Task prompt -> Please copy out every line of the data word for word.

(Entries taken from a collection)

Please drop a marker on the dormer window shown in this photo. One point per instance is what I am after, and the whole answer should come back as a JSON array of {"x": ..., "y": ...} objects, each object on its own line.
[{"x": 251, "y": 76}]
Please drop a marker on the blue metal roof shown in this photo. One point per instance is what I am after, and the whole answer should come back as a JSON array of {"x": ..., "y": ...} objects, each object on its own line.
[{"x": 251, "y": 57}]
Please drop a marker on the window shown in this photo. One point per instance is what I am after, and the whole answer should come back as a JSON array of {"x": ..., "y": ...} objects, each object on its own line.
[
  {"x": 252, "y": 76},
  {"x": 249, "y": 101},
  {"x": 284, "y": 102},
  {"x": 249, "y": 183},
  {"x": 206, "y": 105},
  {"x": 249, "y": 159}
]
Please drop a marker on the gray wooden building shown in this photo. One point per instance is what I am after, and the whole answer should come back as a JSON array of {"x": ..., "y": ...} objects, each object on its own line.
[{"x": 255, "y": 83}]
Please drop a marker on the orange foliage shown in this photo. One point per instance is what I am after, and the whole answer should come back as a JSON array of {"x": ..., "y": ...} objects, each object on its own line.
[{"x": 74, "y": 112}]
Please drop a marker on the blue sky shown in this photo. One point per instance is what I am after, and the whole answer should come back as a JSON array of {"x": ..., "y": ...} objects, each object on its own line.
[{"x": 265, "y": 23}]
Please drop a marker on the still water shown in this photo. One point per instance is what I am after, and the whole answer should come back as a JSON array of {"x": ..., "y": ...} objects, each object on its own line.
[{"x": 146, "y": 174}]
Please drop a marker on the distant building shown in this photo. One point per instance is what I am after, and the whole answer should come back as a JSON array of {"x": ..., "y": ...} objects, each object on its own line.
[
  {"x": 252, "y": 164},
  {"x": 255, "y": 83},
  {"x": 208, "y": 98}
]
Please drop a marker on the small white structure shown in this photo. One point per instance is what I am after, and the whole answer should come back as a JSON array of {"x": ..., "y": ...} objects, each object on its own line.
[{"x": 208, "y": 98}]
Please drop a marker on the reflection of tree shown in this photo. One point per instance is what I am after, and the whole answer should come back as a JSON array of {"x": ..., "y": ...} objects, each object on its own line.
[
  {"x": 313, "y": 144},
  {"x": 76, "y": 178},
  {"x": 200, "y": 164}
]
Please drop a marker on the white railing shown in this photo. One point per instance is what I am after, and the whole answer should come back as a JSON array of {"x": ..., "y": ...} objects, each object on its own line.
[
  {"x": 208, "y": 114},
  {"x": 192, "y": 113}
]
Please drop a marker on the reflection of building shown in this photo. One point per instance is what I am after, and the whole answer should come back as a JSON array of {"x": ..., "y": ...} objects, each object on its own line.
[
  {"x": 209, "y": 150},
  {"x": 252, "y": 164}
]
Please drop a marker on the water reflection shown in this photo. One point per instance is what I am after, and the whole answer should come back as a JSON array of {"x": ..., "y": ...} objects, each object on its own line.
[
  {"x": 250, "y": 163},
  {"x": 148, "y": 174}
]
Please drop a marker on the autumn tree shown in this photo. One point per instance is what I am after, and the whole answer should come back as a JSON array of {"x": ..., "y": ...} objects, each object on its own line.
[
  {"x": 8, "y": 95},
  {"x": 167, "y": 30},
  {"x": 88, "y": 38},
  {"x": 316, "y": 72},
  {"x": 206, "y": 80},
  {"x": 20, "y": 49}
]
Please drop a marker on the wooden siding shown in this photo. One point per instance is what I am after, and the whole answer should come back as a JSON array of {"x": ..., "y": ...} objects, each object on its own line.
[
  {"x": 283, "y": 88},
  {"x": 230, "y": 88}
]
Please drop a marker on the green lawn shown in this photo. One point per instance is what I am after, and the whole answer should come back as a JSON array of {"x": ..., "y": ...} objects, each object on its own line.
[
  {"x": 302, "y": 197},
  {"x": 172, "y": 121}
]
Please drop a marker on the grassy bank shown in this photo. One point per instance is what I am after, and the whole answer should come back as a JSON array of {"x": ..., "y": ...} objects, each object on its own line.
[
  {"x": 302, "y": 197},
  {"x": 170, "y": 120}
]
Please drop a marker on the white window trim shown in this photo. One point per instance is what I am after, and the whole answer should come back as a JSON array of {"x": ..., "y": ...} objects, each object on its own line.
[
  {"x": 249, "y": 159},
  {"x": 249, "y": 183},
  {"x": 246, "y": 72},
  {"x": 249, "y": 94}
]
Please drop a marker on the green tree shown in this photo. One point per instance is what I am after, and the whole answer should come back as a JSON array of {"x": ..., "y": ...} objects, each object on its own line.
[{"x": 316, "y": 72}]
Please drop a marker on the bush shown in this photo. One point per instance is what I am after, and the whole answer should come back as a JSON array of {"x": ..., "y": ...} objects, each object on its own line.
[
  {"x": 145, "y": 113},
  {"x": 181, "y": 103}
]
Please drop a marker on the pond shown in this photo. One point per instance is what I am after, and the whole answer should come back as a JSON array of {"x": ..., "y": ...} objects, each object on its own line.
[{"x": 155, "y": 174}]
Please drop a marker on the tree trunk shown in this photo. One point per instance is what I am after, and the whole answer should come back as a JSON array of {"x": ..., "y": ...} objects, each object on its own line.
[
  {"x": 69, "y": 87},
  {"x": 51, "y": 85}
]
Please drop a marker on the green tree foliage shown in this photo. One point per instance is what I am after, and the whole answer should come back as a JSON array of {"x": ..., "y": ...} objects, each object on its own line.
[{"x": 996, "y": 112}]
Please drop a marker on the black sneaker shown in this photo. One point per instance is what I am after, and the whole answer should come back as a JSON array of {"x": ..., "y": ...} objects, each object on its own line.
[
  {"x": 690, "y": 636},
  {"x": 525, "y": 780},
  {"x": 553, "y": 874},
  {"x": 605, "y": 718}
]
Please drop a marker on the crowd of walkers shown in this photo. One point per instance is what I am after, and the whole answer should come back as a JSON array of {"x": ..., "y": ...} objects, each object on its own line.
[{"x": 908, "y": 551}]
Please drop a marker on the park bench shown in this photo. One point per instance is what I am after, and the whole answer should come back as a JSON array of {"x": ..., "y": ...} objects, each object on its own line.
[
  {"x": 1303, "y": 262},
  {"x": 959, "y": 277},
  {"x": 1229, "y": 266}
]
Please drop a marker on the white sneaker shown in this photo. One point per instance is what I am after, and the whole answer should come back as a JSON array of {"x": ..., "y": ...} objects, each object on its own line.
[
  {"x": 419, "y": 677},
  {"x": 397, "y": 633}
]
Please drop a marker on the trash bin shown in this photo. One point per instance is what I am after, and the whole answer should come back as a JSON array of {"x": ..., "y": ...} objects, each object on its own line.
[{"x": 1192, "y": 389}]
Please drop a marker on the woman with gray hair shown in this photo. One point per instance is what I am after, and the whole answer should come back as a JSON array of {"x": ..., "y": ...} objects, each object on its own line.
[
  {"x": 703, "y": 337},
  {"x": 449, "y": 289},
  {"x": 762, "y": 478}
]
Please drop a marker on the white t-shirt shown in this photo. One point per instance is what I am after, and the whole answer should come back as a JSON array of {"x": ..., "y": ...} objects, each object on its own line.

Answer to this exercise ->
Please drop a marker on the dormer window shown in this photo. One point per instance is what I am after, and the whole answer should come back as a JSON array of {"x": ..., "y": ...} objects, each object on its own line.
[{"x": 251, "y": 76}]
Please drop a marker on the blue metal roof shown in this photo. One point per instance is what I am after, and the whole answer should come back as a JSON array of {"x": ..., "y": ...} objects, each object on its own line.
[{"x": 251, "y": 57}]
Please drop a marker on the window shown in this photo. One point per instance is what I am after, and the whole answer should come back as a JSON array of {"x": ..., "y": ...} objects, each object on its own line.
[
  {"x": 252, "y": 76},
  {"x": 249, "y": 101},
  {"x": 284, "y": 102},
  {"x": 249, "y": 183},
  {"x": 206, "y": 105},
  {"x": 249, "y": 159}
]
Please drop a marker on the gray wooden building shown in this photo. One point per instance is what I am after, and the whole answer should come back as a JSON array of {"x": ..., "y": ...} objects, each object on its own line.
[{"x": 255, "y": 83}]
Please drop a marker on the orange foliage shown in this photo. One point per instance is what I am after, and the whole answer should come back as a JSON array of {"x": ..., "y": ...} objects, each object on its own line.
[{"x": 74, "y": 112}]
Please drop a marker on the blue sky shown in this photo. One point per instance is what I am after, and the whole answer should come back as a JSON array of {"x": ..., "y": ...} objects, each object on its own line.
[{"x": 265, "y": 23}]
Please drop a marker on the still water shown in this photo. One point per instance is what I am after, and the whole answer should come back as a JSON array of {"x": ..., "y": ...} objects, each object on its own line.
[{"x": 146, "y": 174}]
Please drop a marker on the distant building shown in this photo. One point per instance is what I am after, and the whole answer should come back as a JSON array of {"x": ..., "y": ...} objects, each object on its own line.
[
  {"x": 252, "y": 164},
  {"x": 255, "y": 83},
  {"x": 208, "y": 98}
]
Please drop a marker on the small white structure shown in this photo. One point per instance is what I am after, and the whole answer should come back as a JSON array of {"x": ..., "y": ...} objects, each object on its own line.
[{"x": 208, "y": 98}]
Please drop a marker on the reflection of tree shown in this photo. One point per instance is what I am after, and the whole answer should come back as a JSON array of {"x": ..., "y": ...} objects, each object on its own line.
[
  {"x": 313, "y": 144},
  {"x": 76, "y": 178},
  {"x": 200, "y": 164}
]
Please drop a marker on the white railing shown in this photo. One point per instance is what I am after, and the whole answer should come back as a JSON array of {"x": ..., "y": ...} objects, each object on its own line.
[
  {"x": 208, "y": 114},
  {"x": 192, "y": 113}
]
Please drop a marker on the reflection of building shown in this photo. One point per instance is what I am after, and the whole answer should come back as a JSON array of {"x": ..., "y": ...} objects, each object on its own line.
[
  {"x": 209, "y": 150},
  {"x": 252, "y": 164}
]
Please drop a marker on the water reflection shown in this photo. One point per instance is what I am after, and the whole answer should come back as a JSON array of {"x": ..., "y": ...} objects, each object on its own line.
[
  {"x": 250, "y": 163},
  {"x": 148, "y": 174}
]
Please drop a marker on the autumn tree shown in this photo. One point per instance is what I am after, and the whole answer should come back as a JSON array of {"x": ..., "y": ...} objects, each object on its own line.
[
  {"x": 8, "y": 95},
  {"x": 167, "y": 30},
  {"x": 88, "y": 38},
  {"x": 316, "y": 72},
  {"x": 206, "y": 80},
  {"x": 20, "y": 49}
]
Please drop a marker on the wooden siding shown in this photo. One point per instance is what I am after, and the whole answer should come back as a JSON array of {"x": ..., "y": ...} objects, each object on its own line.
[
  {"x": 283, "y": 88},
  {"x": 230, "y": 88}
]
Please drop a marker on the green lawn shown in this photo. One point per instance is what I am after, and the whole answer should come back as a JSON array of {"x": ..., "y": ...} objects, each object on its own line.
[
  {"x": 302, "y": 197},
  {"x": 172, "y": 121}
]
Please drop a marker on the grassy bank shown in this photo. One point per instance is what I am after, and the whole answer should come back as a JSON array of {"x": ..., "y": ...} objects, each object on its own line.
[
  {"x": 302, "y": 197},
  {"x": 170, "y": 120}
]
Please drop a marker on the white window trim shown in this photo. One point per instance is what I am after, and the whole answer should come back as a JSON array of {"x": ..., "y": ...} objects, each object on its own line.
[
  {"x": 249, "y": 159},
  {"x": 249, "y": 183},
  {"x": 246, "y": 72},
  {"x": 249, "y": 94}
]
Please drop a marker on the green tree shown in this photo. One point per instance is what I am after, and the whole answer should come back as a JSON array of {"x": ..., "y": ...} objects, each object on its own line.
[{"x": 316, "y": 72}]
Please drop a marker on the bush shown in this photo. One point per instance is what I am after, and the whole answer should come back as a JSON array of {"x": ..., "y": ...} objects, each object on its own line.
[
  {"x": 145, "y": 113},
  {"x": 181, "y": 103}
]
Please drop a marker on the pond shown in this photo. One point per instance is what I am after, and the whole answer should come back as a JSON array of {"x": ..., "y": ...} objects, each object on its own line.
[{"x": 155, "y": 174}]
Please drop a marker on the tree trunk shown in this photo. One point per instance is what I am after, and the whole answer should come back as a JSON array of {"x": ..., "y": ...} objects, each object on its own line.
[
  {"x": 69, "y": 87},
  {"x": 51, "y": 85}
]
Please drop a marker on the green tree foliage shown in this photo. One point per instance is what I am after, and the whole answer should come back as a JSON array of {"x": ..., "y": ...} objects, each object on its own line.
[{"x": 996, "y": 112}]
Please drop a marker on the black sneaker shown in this photo. One point per instance is what I am after, and the whole answer should come back as a JSON array of {"x": ..., "y": ...} objects, each object on its own line.
[
  {"x": 690, "y": 636},
  {"x": 525, "y": 780},
  {"x": 553, "y": 874},
  {"x": 605, "y": 718}
]
Please drop a marker on the crowd of walkers shown in this photo. One point per instance is what I am after, and the whole answer should come back as a JSON array of {"x": ..., "y": ...} objects, each object on its own line.
[{"x": 908, "y": 551}]
Please drop a marker on the park bench shown in this photo. One point per instance is what I am after, and the whole answer should come back as a JSON array of {"x": ..., "y": ...} objects, each object on its own line.
[
  {"x": 1303, "y": 262},
  {"x": 959, "y": 277},
  {"x": 1229, "y": 266}
]
Please drop a marker on the white sneaker shown in this photo. One point per instance is what I am after, and the whole answer should come back as a JSON array of {"x": ..., "y": ...} objects, each object on its own line.
[
  {"x": 419, "y": 677},
  {"x": 397, "y": 633}
]
Please drop a marker on the trash bin shown in this photo. One point per instance is what I am after, and the whole answer should come back as a JSON array of {"x": ..., "y": ...} objects, each object on its own line.
[{"x": 1192, "y": 389}]
Please drop a marker on the woman with gray hair shown in this photo. One point per instance is what I am after, and the whole answer should come back as a JSON array of {"x": ..., "y": ...} objects, each object on its own line.
[
  {"x": 703, "y": 337},
  {"x": 449, "y": 289},
  {"x": 762, "y": 478}
]
Please drop a marker on the white t-shirt shown in this photo. One point per instance is what I am after, and the whole answer should come back as a JSON array of {"x": ..., "y": ...} objects, each object on its own line.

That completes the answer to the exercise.